TEXT BLOCK ->
====

According to an example embodiment of the present invention, removing the at least one vector from the first matrix may comprise providing a Housholder transformation matrix for determining a hyperplane reflection of the vectors comprising the trained weights into respective directions, determining a first output of the model for the multidimensional input with the layer comprising the first matrix, determining a second output of the model for the multidimensional input using instead of the layer a product of the Housholder transformation matrix with the respective vectors of the first matrix, learning the Housholder transformation matrix depending on the difference between the first output and the second output, determining a vector for that the direction of the hyperplane reflection is invariant in the training of the Housholder transformation, and removing the vector.

The model may comprise a plurality of layers, wherein configuring the model comprises determining the layer of reduced dimensions, for the respective layers of the plurality of layers depending on the training data.

The model may be configured to determine the input of the layer depending on an input of the model, wherein the training data comprises pairs of an input of the model and a ground truth for the output of the model, wherein the input represents or comprises a sensor signal, and wherein the output and the ground truth represents or comprises a classification of the sensor signal, or wherein the input represents or comprises text, and the output and the ground truth represents or comprises a digital image and/or or an audio signal, or wherein the input represents or comprises text and a semantic map, and the output and the ground truth represents or comprises a digital image, or wherein the input represents or comprises at least one operating quantity of a technical system and the output and the ground truth represents or comprises a sensor signal.

The method may comprise receiving an input of the model that comprises or represents information about a technical system, determining an output of the configured model that the configured model outputs for the input of the model, and outputting the output of the configured model and/or operating the technical system depending on the output of the configured model.

According to an example embodiment of the present invention, the device for configuring a model comprises at least one processor and at least one memory, wherein the at least one memory comprises instructions that are executable by the at least one processor, and that, when executed by the at least one processor cause the device to execute the method for configuring the model.

A computer program may comprise instructions that are executable by a computer and that, when executed by the computer, cause the computer to execute the method for configuring the model, according to the present invention.

According to an example embodiment of the present invention, a data structure, in particular a computer implemented data structure, for configuring a model, comprises at least one data field for the model configured for determining an output of the model depending on an output of a layer of the model, wherein the layer is configured to map a multidimensional input of the layer depending on trained weights to a multidimensional output of the layer, wherein the data structure comprises at least one data field for iteratively arranging the trained weights in vectors of a first matrix, wherein the data structure comprises at least one data field for a second matrix determined by removing at least one vector from the first matrix, wherein the data structure comprises at least one data field for an input of reduced dimensions determined by removing from the multidimensional input the dimension that corresponds or the dimensions that correspond to the at least one vector, wherein the data structure comprises at least one data field for the configured model, wherein the model is configured with a layer of reduced dimensions that is configured to map the input of reduced dimensions depending on weights from the second matrix to an output of reduced dimensions, and wherein the model is configured for determining the output of the model depending on the output of reduced dimensions, and wherein the data structure comprises at least one data field for training data. Further embodiments of the present invention are derived from the following description and the figures.

1 FIG. 100 100 102 104 104 102 schematically depicts a device. The devicecomprises at least one processorand at least one memory. The at least one memorystores instructions. The at least one processoris configured to execute the instructions.

====

DATA ->
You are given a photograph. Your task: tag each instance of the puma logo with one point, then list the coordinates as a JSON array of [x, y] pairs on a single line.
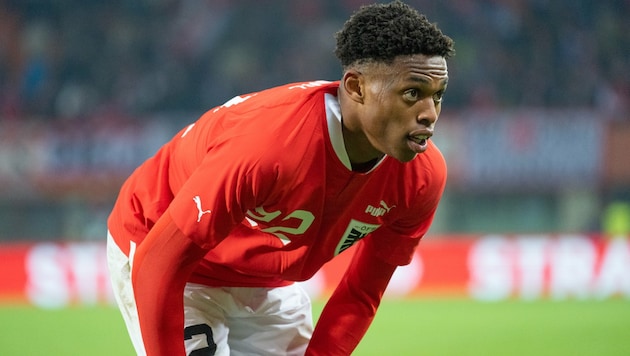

====

GIVEN INSTRUCTION 1 -> From the text on configuring a model above the data, pull out the passage that opens with the words containing "The method may" and closes with "the configured model.", copying it word for word.
GIVEN INSTRUCTION 2 -> Extend the text on configuring a model, which stands above the data, by writing what follows its final sentence.

RESPONSE 1 ->
The method may comprise receiving an input of the model that comprises or represents information about a technical system, determining an output of the configured model that the configured model outputs for the input of the model, and outputting the output of the configured model and/or operating the technical system depending on the output of the configured model.

RESPONSE 2 ->
100 106 100 The deviceis configured for executing a method for configuring a model. The instructions, when executed by the at least one processor, cause the deviceto execute the method.

104 106 In the example, the at least one memorystores the model.

106 108 106 106 108 106 The modelmay be configured to receive input that comprises or represents information about a technical system. The modelmay be configured to determine an output of the modelfor operating the technical systemdepending on the input of the model.

108 108 The technical systemmay be a robot, in particular a vehicle. The technical systemmay be a computer controlled machine, in particular a manufacturing machine, a power tool, a household appliance, or a personal assist system.

106 106 106 According to an example, the modelis a neural network that is configured to determine an output of the modeldepending on an input of the model.

The neural network comprises at least on layer, that is configured to determine an output of the layer depending on an input of the layer.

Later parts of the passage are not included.